▸ **EXERCISE DETAILS**: Rewrite all of the data below as a JSON list of strings, one string per line, skipping blank lines and leaving out the pictures.

▸ **DATA RECORDS**:
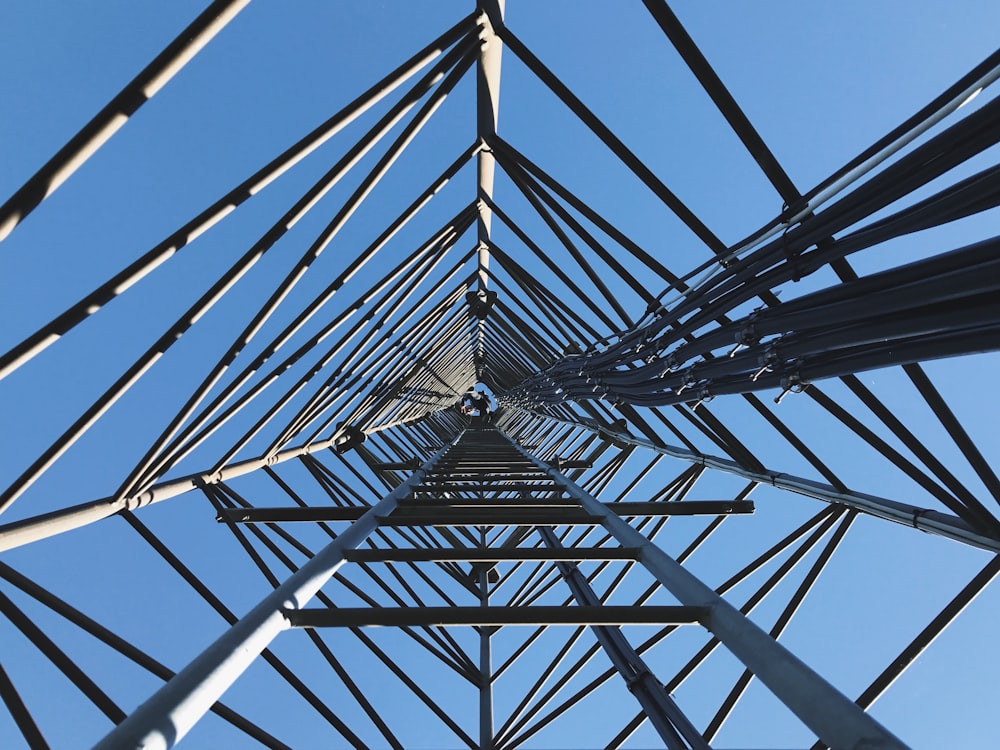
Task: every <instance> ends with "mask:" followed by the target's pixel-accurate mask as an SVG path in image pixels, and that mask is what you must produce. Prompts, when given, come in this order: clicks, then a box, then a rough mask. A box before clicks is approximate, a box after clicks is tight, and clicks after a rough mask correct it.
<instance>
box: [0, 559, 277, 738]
mask: <svg viewBox="0 0 1000 750" xmlns="http://www.w3.org/2000/svg"><path fill="white" fill-rule="evenodd" d="M0 577H3V578H4V579H5V580H7V581H9V582H10V583H11V584H13V585H14V586H17V587H18V588H19V589H21V590H22V591H24V592H25V593H26V594H28V596H30V597H32V598H33V599H35V600H36V601H38V602H41V603H42V604H44V605H45V606H46V607H48V608H49V609H51V610H52V611H53V612H55V613H56V614H58V615H60V616H61V617H64V618H66V619H67V620H68V621H69V622H71V623H73V624H74V625H76V626H77V627H78V628H80V629H81V630H83V631H84V632H86V633H87V634H89V635H91V636H93V637H94V638H96V639H97V640H99V641H101V642H102V643H104V644H106V645H108V646H110V647H111V648H113V649H114V650H115V651H117V652H118V653H120V654H122V655H123V656H125V657H126V658H127V659H129V660H131V661H133V662H134V663H136V664H138V665H139V666H141V667H142V668H143V669H145V670H147V671H148V672H150V673H152V674H154V675H156V676H157V677H159V678H160V679H162V680H164V681H166V680H169V679H170V678H171V677H173V676H174V672H173V671H172V670H170V669H168V668H167V667H166V666H164V665H163V664H161V663H160V662H158V661H156V660H155V659H153V658H152V657H151V656H149V655H148V654H147V653H146V652H144V651H142V650H141V649H139V648H137V647H136V646H134V645H133V644H131V643H129V642H128V641H126V640H125V639H124V638H122V637H120V636H118V635H116V634H115V633H113V632H112V631H110V630H108V629H107V628H106V627H104V626H103V625H101V624H100V623H98V622H96V621H95V620H93V619H92V618H90V617H88V616H87V615H85V614H83V613H82V612H81V611H80V610H78V609H76V608H75V607H73V606H72V605H70V604H68V603H67V602H65V601H63V600H62V599H60V598H59V597H57V596H56V595H55V594H52V593H50V592H49V591H47V590H46V589H44V588H42V587H41V586H39V585H38V584H37V583H35V582H34V581H32V580H31V579H29V578H28V577H27V576H25V575H23V574H21V573H19V572H17V571H16V570H14V569H13V568H11V567H9V566H7V565H4V564H2V563H0ZM211 710H212V713H215V714H217V715H218V716H220V717H222V718H223V719H225V720H226V721H228V722H230V723H231V724H232V725H233V726H235V727H237V728H238V729H240V730H242V731H244V732H246V733H247V735H249V736H250V737H253V738H254V739H256V740H257V741H258V742H260V743H261V744H263V745H265V746H266V747H269V748H275V749H282V748H283V749H284V750H290V748H288V746H287V745H285V744H284V743H283V742H281V741H280V740H278V739H277V738H275V737H273V736H271V735H270V734H269V733H267V732H265V731H264V730H263V729H261V728H260V727H259V726H257V725H256V724H254V723H252V722H251V721H249V720H248V719H246V718H245V717H244V716H242V715H240V714H239V713H237V712H236V711H233V710H232V709H231V708H229V707H228V706H226V705H225V704H223V703H216V704H215V705H213V706H212V708H211ZM29 744H30V743H29ZM44 746H45V744H44V742H43V743H41V744H40V745H37V747H44ZM32 747H33V748H34V747H36V745H32Z"/></svg>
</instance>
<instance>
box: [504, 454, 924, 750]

▸ **REPLY TO THE TASK**:
[
  "Task: every <instance> ends with \"mask:\" followed by the target's pixel-accurate mask as an SVG path in image pixels, and that mask is what you must produce. Prompts, when given, come in this order: clicks, then a box, then a rough mask. A box before clicks is approximate, a box after clicks is tight, and clicks after a rough mask correct it.",
  "<instance>",
  "box: [0, 559, 277, 738]",
  "mask: <svg viewBox=\"0 0 1000 750\" xmlns=\"http://www.w3.org/2000/svg\"><path fill=\"white\" fill-rule=\"evenodd\" d=\"M0 577H3V578H4V579H5V580H7V581H9V582H10V583H11V584H13V585H14V586H17V587H18V588H19V589H21V590H22V591H24V592H25V593H26V594H28V596H30V597H32V598H33V599H35V600H36V601H38V602H41V603H42V604H44V605H45V606H46V607H48V608H49V609H51V610H52V611H53V612H55V613H56V614H58V615H60V616H61V617H64V618H66V619H67V620H68V621H69V622H71V623H73V624H74V625H76V626H77V627H78V628H80V629H81V630H83V631H84V632H86V633H87V634H89V635H91V636H93V637H94V638H96V639H97V640H99V641H101V642H102V643H104V644H106V645H108V646H110V647H111V648H113V649H114V650H115V651H117V652H118V653H120V654H122V655H123V656H125V657H126V658H127V659H129V660H131V661H133V662H134V663H136V664H138V665H139V666H141V667H142V668H143V669H145V670H147V671H148V672H150V673H152V674H154V675H156V676H157V677H159V678H160V679H162V680H164V681H166V680H169V679H170V678H171V677H173V676H174V672H173V671H172V670H170V669H168V668H167V667H166V666H164V665H163V664H161V663H160V662H158V661H156V660H155V659H153V658H152V657H151V656H149V655H148V654H147V653H146V652H144V651H142V650H141V649H139V648H137V647H136V646H134V645H133V644H131V643H129V642H128V641H126V640H125V639H124V638H122V637H120V636H118V635H116V634H115V633H113V632H112V631H110V630H108V629H107V628H106V627H104V626H103V625H101V624H100V623H98V622H96V621H95V620H93V619H92V618H90V617H88V616H87V615H85V614H83V613H82V612H81V611H80V610H78V609H76V608H75V607H73V606H72V605H70V604H68V603H67V602H65V601H63V600H62V599H60V598H59V597H57V596H56V595H55V594H52V593H50V592H49V591H47V590H46V589H44V588H42V587H41V586H39V585H38V584H37V583H35V582H34V581H32V580H31V579H29V578H28V577H27V576H25V575H23V574H21V573H19V572H17V571H16V570H14V569H13V568H11V567H9V566H7V565H4V564H2V563H0ZM211 710H212V713H215V714H217V715H218V716H220V717H222V718H223V719H225V720H226V721H228V722H230V723H231V724H232V725H233V726H235V727H237V728H238V729H240V730H242V731H244V732H246V733H247V735H249V736H250V737H253V738H254V739H256V740H257V741H258V742H260V743H261V744H263V745H265V746H266V747H269V748H275V749H282V748H283V749H284V750H290V748H288V746H287V745H285V744H284V743H283V742H281V741H280V740H278V739H277V738H275V737H273V736H271V735H270V734H269V733H267V732H265V731H264V730H263V729H261V728H260V727H259V726H257V725H256V724H254V723H252V722H251V721H249V720H248V719H246V718H245V717H244V716H242V715H240V714H239V713H237V712H236V711H233V710H232V709H231V708H229V707H228V706H226V705H225V704H223V703H216V704H215V705H213V706H212V708H211ZM29 744H30V743H29ZM44 746H45V744H44V742H43V743H41V744H40V745H37V747H44ZM32 747H33V748H34V747H36V745H32Z\"/></svg>",
  "</instance>",
  "<instance>",
  "box: [504, 454, 924, 750]"
]